_Instrucciones:_
a) Transcribe un trozo del discurso sobre la Iglesia en el Lejano Oriente: empieza en las palabras "Es una experiencia" y detente después de "esos lugares distantes.".
b) Contesta con datos del discurso sobre la Iglesia en el Lejano Oriente:
(i) ¿En qué conferencia general se dio?
(ii) ¿Qué apellidos nombra el orador como ejemplos de nombres que suenan extraños?
(iii) ¿Qué pasaje bíblico se cita junto a "Uno de una ciudad y dos de una familia"?

_Texto proporcionado:_
==============================
Conferencia General de Abril 1962
La Iglesia en el Lejano Oriente
por el Élder Gordon B. Hinckley
Del Quórum de los Doce Apóstoles
Mis hermanos y hermanas, me regocijo con ustedes al ver aquí la asistencia de obispos y presidentes de estaca de tierras extranjeras. Este es un día grande y significativo en la historia de la Iglesia, y predice, creo yo, el tiempo en que estas conferencias generales se convertirán en realidad en grandes parlamentos de hombres reunidos de todo el mundo, dotados con el Santo Sacerdocio, cuyo único deseo es promover la causa de la paz y la bondad entre los pueblos de la tierra.
Me regocijo en los informes que han dado aquellos que han estado supervisando las misiones en diversas partes del mundo. La manera en que el Señor está derramando su Espíritu sobre los pueblos de la tierra fortalece el testimonio de cada uno de nosotros.
Como muchos de ustedes saben, tengo alguna responsabilidad en la obra en el Lejano Oriente, y siento un deseo apremiante, en nombre de nuestros dedicados presidentes de misión y misioneros, de dar un breve informe de lo que está ocurriendo en esa parte de la tierra del Señor, que es extraña para muchos de nosotros.
He aprendido a amar esos lugares lejanos y a esas personas maravillosas con nombres que suenan extraños: los Hong y los Kim, los Fong y los Kumagai, y a toda la multitud de fieles Santos de los Últimos Días que en sus vidas y palabras testifican de la convicción que llevan en sus corazones de que Dios vive realmente; que Jesús es el Cristo, el Redentor del mundo, el Salvador de la humanidad; y que José Smith es un Profeta, ordenado por Dios para traer la re-establecimiento de su obra en esta generación de tiempo.
Es una experiencia inspiradora, hermanos y hermanas, ser testigos de la manera en que el Señor está tejiendo el tapiz de su gran diseño en esas partes extranjeras de la tierra. Está reuniendo a sus hijos allí como en otros lugares: “Uno de una ciudad y dos de una familia” (Jeremías 3:14). Él está recordando las promesas hechas desde tiempos antiguos mientras trabaja entre aquellos que han visto tanto de pobreza, miseria, maldad y opresión. Él está respondiendo las oraciones de aquellos que vinieron antes, y que lucharon por establecer una base para el evangelio en esos lugares distantes.
==============================
_Sección de datos:_
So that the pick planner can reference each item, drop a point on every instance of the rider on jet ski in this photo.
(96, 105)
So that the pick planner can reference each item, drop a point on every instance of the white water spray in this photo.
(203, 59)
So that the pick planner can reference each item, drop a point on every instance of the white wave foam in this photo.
==============================
_Las respuestas:_
a)
Es una experiencia inspiradora, hermanos y hermanas, ser testigos de la manera en que el Señor está tejiendo el tapiz de su gran diseño en esas partes extranjeras de la tierra. Está reuniendo a sus hijos allí como en otros lugares: “Uno de una ciudad y dos de una familia” (Jeremías 3:14). Él está recordando las promesas hechas desde tiempos antiguos mientras trabaja entre aquellos que han visto tanto de pobreza, miseria, maldad y opresión. Él está respondiendo las oraciones de aquellos que vinieron antes, y que lucharon por establecer una base para el evangelio en esos lugares distantes.

b)
(i) En la Conferencia General de abril de 1962.
(ii) Hong, Kim, Fong y Kumagai.
(iii) Jeremías 3:14.